- **Written task 1**: Turn the stretch of entries from the line containing "Pick out each instance of the main rotor" through the end of the entries into a numbered list, leaving out blank lines.

- **Text provided**:

____________

Tracking Links with JavaScript

So you want to use JavaScript to track some links. Easy. Just attach a click handler and call some function that triggers a tracking beacon. Done. Oh, but what about the possible race condition between the execution of your function and the browser’s following of the link? No problem.¬†You can get around that by preventing the default behavior on the link and setting window.location == url inside a 100ms setTimeout. That 100ms delay should be plenty of time to fire off the beacon. Hold on… IE doesn’t pass the referrer when setting a URL with window.location. So now we’ve got a different problem.

Wait. I know. We can inject a new anchor element into the DOM, with the original link’s href value, and then trigger the new link programmatically. Race condition and referrer problem solved. Boom goes the dynamite.

Ah, it turns out there is not an easy cross-browser method of triggering a link with Javascript that actually causes the browser to follow the link. So that’s not going to work either.

I dug into this problem a few days ago and learned a few things in the process. This post is my attempt to summarize what I figured out.

Is this necessary?

What are some of the cases where you’d want to use Javascript to track links? The most common case is probably tracking external/outbound links. Because you can’t get analytics on the destination pageview, you need to use JavaScript to record the link click before the user leaves your site. The same is true for file downloads and mailto links.

____________

- **Entries provided**:
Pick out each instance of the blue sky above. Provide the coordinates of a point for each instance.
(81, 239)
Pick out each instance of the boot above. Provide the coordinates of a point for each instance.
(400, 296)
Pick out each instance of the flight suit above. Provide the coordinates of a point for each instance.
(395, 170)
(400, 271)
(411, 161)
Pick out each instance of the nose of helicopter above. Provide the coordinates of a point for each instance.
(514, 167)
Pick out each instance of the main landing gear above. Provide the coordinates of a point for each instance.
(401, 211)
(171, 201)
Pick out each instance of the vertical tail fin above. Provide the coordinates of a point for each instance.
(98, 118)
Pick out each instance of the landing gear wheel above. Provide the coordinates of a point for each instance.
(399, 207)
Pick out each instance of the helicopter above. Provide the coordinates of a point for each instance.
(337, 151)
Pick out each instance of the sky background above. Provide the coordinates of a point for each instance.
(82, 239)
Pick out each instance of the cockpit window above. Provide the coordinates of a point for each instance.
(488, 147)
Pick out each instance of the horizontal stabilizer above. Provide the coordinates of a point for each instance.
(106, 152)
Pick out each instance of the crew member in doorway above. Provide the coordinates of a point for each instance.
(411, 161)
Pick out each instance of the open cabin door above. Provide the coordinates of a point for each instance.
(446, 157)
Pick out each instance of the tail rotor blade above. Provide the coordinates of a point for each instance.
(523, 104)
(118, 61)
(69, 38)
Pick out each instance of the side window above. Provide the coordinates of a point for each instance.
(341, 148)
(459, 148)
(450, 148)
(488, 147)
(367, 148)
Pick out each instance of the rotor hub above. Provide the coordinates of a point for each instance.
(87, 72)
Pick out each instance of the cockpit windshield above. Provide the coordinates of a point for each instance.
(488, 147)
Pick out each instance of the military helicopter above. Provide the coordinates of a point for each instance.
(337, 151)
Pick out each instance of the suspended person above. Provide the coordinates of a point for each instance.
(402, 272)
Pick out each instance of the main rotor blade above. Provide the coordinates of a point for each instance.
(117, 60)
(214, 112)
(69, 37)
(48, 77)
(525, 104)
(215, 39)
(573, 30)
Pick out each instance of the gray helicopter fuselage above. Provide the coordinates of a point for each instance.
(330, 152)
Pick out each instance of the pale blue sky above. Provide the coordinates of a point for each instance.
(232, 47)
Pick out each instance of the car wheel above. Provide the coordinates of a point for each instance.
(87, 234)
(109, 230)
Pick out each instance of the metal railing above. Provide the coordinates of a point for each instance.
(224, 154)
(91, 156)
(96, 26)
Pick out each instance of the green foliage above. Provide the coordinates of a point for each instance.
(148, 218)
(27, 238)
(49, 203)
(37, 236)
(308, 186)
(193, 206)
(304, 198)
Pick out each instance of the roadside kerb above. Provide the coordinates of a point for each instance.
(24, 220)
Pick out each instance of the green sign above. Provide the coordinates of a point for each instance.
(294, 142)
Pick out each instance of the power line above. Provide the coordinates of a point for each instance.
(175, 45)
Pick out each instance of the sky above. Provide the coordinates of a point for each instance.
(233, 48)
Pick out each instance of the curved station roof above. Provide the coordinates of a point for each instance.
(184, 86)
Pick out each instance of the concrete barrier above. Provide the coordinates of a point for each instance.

____________

- **Written task 2**: Name every kind of link that the article on tracking links with JavaScript gives as a case for tracking.

- **Expected answer 1**:
1. Pick out each instance of the main rotor blade above. Provide the coordinates of a point for each instance.
2. (117, 60)
3. (214, 112)
4. (69, 37)
5. (48, 77)
6. (525, 104)
7. (215, 39)
8. (573, 30)
9. Pick out each instance of the gray helicopter fuselage above. Provide the coordinates of a point for each instance.
10. (330, 152)
11. Pick out each instance of the pale blue sky above. Provide the coordinates of a point for each instance.
12. (232, 47)
13. Pick out each instance of the car wheel above. Provide the coordinates of a point for each instance.
14. (87, 234)
15. (109, 230)
16. Pick out each instance of the metal railing above. Provide the coordinates of a point for each instance.
17. (224, 154)
18. (91, 156)
19. (96, 26)
20. Pick out each instance of the green foliage above. Provide the coordinates of a point for each instance.
21. (148, 218)
22. (27, 238)
23. (49, 203)
24. (37, 236)
25. (308, 186)
26. (193, 206)
27. (304, 198)
28. Pick out each instance of the roadside kerb above. Provide the coordinates of a point for each instance.
29. (24, 220)
30. Pick out each instance of the green sign above. Provide the coordinates of a point for each instance.
31. (294, 142)
32. Pick out each instance of the power line above. Provide the coordinates of a point for each instance.
33. (175, 45)
34. Pick out each instance of the sky above. Provide the coordinates of a point for each instance.
35. (233, 48)
36. Pick out each instance of the curved station roof above. Provide the coordinates of a point for each instance.
37. (184, 86)
38. Pick out each instance of the concrete barrier above. Provide the coordinates of a point for each instance.

- **Expected answer 2**:
- External/outbound links
- File downloads
- Mailto links